START AVAILABLE DATA
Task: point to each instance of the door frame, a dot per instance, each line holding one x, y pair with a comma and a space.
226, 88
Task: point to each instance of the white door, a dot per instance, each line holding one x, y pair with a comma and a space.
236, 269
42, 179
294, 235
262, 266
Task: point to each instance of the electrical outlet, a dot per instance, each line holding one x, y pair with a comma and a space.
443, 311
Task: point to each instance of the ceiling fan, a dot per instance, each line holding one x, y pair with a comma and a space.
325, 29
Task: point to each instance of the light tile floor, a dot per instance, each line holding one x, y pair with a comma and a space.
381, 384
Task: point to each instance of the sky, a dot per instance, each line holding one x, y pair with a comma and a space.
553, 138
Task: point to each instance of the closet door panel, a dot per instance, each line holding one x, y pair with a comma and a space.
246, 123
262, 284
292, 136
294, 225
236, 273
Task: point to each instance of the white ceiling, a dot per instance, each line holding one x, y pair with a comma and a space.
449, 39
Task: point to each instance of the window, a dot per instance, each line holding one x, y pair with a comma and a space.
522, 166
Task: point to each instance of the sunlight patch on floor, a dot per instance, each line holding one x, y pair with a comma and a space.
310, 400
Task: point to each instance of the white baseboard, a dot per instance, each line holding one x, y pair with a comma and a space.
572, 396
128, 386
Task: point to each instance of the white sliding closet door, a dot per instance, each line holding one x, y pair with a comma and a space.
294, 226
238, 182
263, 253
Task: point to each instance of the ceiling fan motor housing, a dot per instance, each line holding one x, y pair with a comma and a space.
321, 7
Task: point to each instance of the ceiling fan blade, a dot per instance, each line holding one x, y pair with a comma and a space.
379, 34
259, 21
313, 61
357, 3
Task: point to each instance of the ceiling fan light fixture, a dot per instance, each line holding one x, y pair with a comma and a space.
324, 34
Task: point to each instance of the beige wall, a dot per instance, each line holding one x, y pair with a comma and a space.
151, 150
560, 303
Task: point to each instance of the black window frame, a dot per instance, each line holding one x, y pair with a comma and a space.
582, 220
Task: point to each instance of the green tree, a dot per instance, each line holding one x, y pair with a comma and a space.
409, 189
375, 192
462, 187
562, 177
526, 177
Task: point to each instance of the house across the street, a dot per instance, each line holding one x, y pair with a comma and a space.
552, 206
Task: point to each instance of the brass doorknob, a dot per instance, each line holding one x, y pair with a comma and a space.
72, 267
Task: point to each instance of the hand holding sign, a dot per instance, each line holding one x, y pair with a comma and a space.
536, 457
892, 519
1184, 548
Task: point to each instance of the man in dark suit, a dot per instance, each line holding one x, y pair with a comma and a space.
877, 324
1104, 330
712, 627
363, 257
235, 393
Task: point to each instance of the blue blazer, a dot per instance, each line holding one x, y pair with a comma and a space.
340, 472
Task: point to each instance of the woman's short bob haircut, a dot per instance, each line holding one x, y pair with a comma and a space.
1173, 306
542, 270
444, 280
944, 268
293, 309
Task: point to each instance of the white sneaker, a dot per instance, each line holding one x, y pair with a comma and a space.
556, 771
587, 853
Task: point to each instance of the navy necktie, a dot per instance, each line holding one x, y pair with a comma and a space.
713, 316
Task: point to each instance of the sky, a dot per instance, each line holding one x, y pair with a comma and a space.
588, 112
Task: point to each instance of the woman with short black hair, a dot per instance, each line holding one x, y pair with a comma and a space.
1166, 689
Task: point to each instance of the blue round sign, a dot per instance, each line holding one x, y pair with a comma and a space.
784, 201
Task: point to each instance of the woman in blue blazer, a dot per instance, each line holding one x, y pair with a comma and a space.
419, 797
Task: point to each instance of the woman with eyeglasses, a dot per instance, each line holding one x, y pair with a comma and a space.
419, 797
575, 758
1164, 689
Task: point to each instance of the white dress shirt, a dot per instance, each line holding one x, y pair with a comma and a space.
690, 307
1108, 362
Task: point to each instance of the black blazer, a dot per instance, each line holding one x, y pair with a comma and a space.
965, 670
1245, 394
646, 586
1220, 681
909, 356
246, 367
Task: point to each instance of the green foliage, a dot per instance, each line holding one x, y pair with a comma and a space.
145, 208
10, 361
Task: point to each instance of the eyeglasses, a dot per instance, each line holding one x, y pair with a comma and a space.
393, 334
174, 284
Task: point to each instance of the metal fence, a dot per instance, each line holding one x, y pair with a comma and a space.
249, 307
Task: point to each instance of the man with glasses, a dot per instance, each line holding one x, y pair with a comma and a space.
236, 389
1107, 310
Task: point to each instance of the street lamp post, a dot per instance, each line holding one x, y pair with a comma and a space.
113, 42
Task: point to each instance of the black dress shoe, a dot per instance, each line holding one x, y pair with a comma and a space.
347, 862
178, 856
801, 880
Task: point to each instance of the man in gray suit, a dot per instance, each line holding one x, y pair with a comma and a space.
END AVAILABLE DATA
* WHAT THIS TASK INVOLVES *
Copy every line in the stretch from the one containing "Task: point to each instance of the eyeglasses, a" through the last line above, adding 76 to each x and y coordinate and leaving all other lines unchanged.

* FULL SOLUTION *
Task: point to each instance of the eyeglasses, a dot per instance, each line holding one x, y pair with a comma and a space.
469, 410
250, 360
Task: point to each instance of the metal fence, a dot per instance, each line holding one x, y pair with a comma and a space.
325, 383
Task: point to each instance of the man with glasses, a dot per instance, each line holding one x, y pair with a comma and a space.
312, 465
1183, 386
Task: point to each instance of the street lamp post, a dot per instance, each line holding one x, y pair with a comma and a space.
189, 118
Task: point to each instance of the black dress shoe, a dot per instance, each line holding one x, y pair with a comma and a space.
423, 938
254, 932
877, 956
Task: point to each instance of the man in gray suit, a dot per instance, each line holding one x, y pair with a comma and a space.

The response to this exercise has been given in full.